## SET PROBLEM
Lay out the lines below as a JSON list of strings, one string per line and blank lines omitted, covering only the span from the line containing "Task: in the photo above, where can the fog" to the line containing "x=254, y=304", with both of those lines included.

====== GIVEN DATA ======

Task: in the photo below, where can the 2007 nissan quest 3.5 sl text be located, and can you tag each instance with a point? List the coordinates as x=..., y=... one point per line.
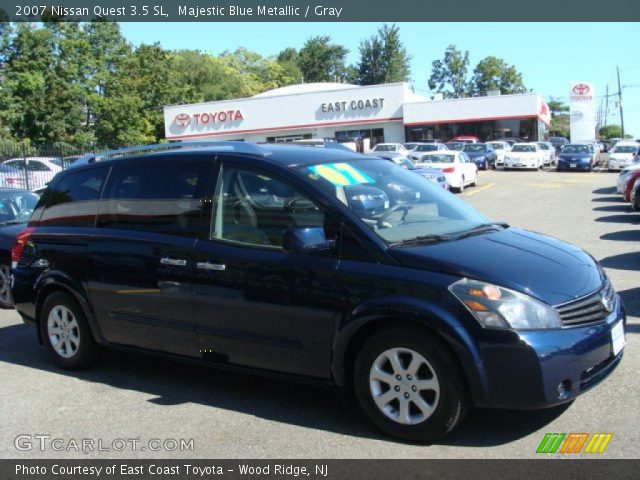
x=321, y=264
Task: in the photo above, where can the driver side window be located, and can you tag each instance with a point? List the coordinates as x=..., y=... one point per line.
x=255, y=208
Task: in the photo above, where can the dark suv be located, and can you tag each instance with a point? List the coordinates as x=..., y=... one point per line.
x=319, y=264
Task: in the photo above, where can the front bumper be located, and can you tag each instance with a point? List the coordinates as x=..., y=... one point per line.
x=574, y=165
x=618, y=164
x=521, y=164
x=527, y=373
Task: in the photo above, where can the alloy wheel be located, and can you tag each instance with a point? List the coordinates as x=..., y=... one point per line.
x=62, y=328
x=404, y=386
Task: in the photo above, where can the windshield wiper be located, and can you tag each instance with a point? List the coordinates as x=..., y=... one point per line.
x=421, y=239
x=478, y=229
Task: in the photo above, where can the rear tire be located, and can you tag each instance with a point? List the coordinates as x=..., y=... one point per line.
x=66, y=333
x=409, y=384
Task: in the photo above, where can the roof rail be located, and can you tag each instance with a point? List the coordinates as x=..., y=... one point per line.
x=240, y=147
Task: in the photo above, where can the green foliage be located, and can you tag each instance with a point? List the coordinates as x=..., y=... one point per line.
x=383, y=58
x=322, y=61
x=556, y=107
x=493, y=73
x=611, y=131
x=449, y=75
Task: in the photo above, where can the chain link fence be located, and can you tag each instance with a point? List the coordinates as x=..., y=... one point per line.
x=29, y=167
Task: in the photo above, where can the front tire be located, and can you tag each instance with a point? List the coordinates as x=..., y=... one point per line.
x=409, y=384
x=66, y=333
x=5, y=286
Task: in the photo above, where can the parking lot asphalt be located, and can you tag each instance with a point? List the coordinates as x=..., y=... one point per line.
x=128, y=396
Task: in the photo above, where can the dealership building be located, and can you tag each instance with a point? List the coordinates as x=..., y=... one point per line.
x=363, y=114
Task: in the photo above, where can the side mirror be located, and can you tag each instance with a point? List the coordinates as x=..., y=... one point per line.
x=306, y=240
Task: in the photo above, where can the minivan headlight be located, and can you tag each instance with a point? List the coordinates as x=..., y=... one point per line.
x=499, y=307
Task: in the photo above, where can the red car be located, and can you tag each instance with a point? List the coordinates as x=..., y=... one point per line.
x=635, y=195
x=465, y=139
x=627, y=189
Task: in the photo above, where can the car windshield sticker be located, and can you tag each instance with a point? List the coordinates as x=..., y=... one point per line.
x=341, y=174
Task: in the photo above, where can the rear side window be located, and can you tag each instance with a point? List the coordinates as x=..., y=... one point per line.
x=73, y=201
x=166, y=196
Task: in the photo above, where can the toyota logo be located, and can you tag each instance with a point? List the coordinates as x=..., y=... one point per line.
x=182, y=120
x=581, y=89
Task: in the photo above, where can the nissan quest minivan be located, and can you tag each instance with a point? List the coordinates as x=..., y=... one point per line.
x=319, y=264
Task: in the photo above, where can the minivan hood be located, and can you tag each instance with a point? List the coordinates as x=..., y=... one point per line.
x=544, y=267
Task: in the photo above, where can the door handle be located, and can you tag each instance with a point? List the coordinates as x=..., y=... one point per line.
x=211, y=266
x=178, y=262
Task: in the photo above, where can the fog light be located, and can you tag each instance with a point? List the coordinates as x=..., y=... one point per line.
x=564, y=389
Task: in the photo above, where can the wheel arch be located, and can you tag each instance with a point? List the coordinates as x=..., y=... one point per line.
x=52, y=282
x=447, y=332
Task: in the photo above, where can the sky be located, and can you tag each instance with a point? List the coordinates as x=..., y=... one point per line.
x=549, y=55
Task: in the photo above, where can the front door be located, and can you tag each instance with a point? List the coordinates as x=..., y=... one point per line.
x=141, y=257
x=254, y=304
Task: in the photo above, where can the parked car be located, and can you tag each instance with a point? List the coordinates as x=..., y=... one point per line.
x=465, y=139
x=455, y=145
x=622, y=154
x=482, y=154
x=548, y=153
x=295, y=261
x=11, y=177
x=389, y=147
x=501, y=148
x=558, y=142
x=425, y=147
x=595, y=151
x=624, y=176
x=575, y=156
x=524, y=155
x=459, y=170
x=633, y=177
x=512, y=140
x=634, y=195
x=40, y=170
x=433, y=174
x=410, y=145
x=16, y=206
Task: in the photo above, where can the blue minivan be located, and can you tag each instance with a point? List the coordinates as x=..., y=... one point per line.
x=317, y=264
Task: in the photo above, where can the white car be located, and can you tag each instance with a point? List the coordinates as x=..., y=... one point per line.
x=625, y=175
x=389, y=147
x=40, y=171
x=501, y=148
x=524, y=155
x=459, y=170
x=622, y=155
x=421, y=148
x=548, y=153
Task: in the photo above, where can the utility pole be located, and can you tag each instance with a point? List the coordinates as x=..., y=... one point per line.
x=620, y=101
x=606, y=106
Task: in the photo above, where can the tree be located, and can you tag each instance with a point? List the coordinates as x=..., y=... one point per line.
x=322, y=61
x=556, y=107
x=611, y=131
x=449, y=76
x=493, y=73
x=383, y=58
x=289, y=59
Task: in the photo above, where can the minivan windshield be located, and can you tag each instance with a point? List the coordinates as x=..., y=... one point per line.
x=384, y=147
x=399, y=206
x=624, y=149
x=523, y=148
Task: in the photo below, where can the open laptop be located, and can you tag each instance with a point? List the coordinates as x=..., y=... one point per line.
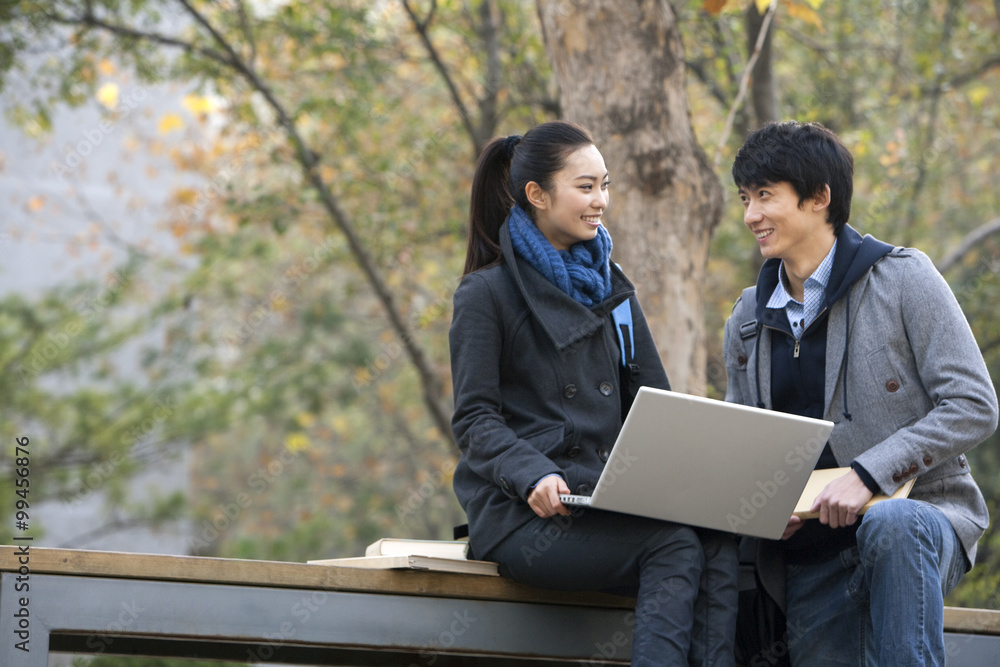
x=708, y=463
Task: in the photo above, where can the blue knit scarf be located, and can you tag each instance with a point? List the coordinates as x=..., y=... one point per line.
x=583, y=272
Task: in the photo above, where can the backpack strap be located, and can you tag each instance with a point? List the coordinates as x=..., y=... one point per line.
x=622, y=315
x=744, y=311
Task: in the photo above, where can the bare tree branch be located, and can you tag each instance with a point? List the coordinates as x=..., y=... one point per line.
x=951, y=15
x=744, y=80
x=422, y=31
x=431, y=384
x=968, y=244
x=90, y=21
x=955, y=81
x=247, y=31
x=697, y=67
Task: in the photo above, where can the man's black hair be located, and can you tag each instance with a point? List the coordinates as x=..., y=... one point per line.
x=807, y=156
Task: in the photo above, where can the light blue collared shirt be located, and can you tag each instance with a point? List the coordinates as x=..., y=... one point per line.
x=801, y=314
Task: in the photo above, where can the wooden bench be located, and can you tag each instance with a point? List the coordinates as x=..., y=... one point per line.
x=259, y=612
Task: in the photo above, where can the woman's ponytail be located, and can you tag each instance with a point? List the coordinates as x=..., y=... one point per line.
x=505, y=168
x=491, y=201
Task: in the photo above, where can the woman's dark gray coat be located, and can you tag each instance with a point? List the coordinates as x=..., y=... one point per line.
x=537, y=388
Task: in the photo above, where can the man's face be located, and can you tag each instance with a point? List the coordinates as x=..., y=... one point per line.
x=782, y=228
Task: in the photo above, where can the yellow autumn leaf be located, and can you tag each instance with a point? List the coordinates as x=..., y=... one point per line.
x=327, y=173
x=296, y=442
x=340, y=425
x=186, y=196
x=978, y=94
x=714, y=7
x=107, y=95
x=170, y=122
x=198, y=105
x=806, y=15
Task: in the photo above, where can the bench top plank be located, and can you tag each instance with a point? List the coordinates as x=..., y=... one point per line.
x=159, y=567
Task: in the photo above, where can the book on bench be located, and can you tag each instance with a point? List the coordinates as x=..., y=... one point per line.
x=820, y=478
x=396, y=546
x=414, y=562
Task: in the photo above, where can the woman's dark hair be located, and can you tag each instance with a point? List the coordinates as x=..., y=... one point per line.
x=805, y=155
x=505, y=167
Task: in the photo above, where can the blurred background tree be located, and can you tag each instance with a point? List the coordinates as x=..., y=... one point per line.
x=300, y=347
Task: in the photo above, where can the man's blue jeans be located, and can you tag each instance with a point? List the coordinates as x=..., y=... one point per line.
x=882, y=602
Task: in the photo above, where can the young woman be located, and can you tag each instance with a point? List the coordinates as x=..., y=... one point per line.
x=541, y=393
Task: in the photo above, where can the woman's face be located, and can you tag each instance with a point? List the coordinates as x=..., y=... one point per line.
x=571, y=210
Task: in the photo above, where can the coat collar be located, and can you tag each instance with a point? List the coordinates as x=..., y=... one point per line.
x=563, y=319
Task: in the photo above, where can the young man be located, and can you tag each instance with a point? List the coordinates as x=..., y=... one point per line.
x=850, y=329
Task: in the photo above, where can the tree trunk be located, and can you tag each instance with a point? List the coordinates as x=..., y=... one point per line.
x=620, y=68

======

## TASK SOLUTION
[
  "Task: in the photo above, where can the fog light be located, and can you tag each instance with a point? List the coordinates as x=..., y=... one point per line.",
  "x=564, y=389",
  "Task: in the photo above, where can the wheel arch be located, and can you tag each instance with a point? List the coordinates as x=..., y=... one point per line.",
  "x=52, y=282",
  "x=447, y=332",
  "Task: in the photo above, where can the sky be located, and can you tag each instance with a point? List the coordinates as x=..., y=... one point per line.",
  "x=549, y=55",
  "Task: in the photo above, where can the front door be located, and can you tag each instance with a point? List the coordinates as x=..., y=... one point per line.",
  "x=141, y=257",
  "x=254, y=304"
]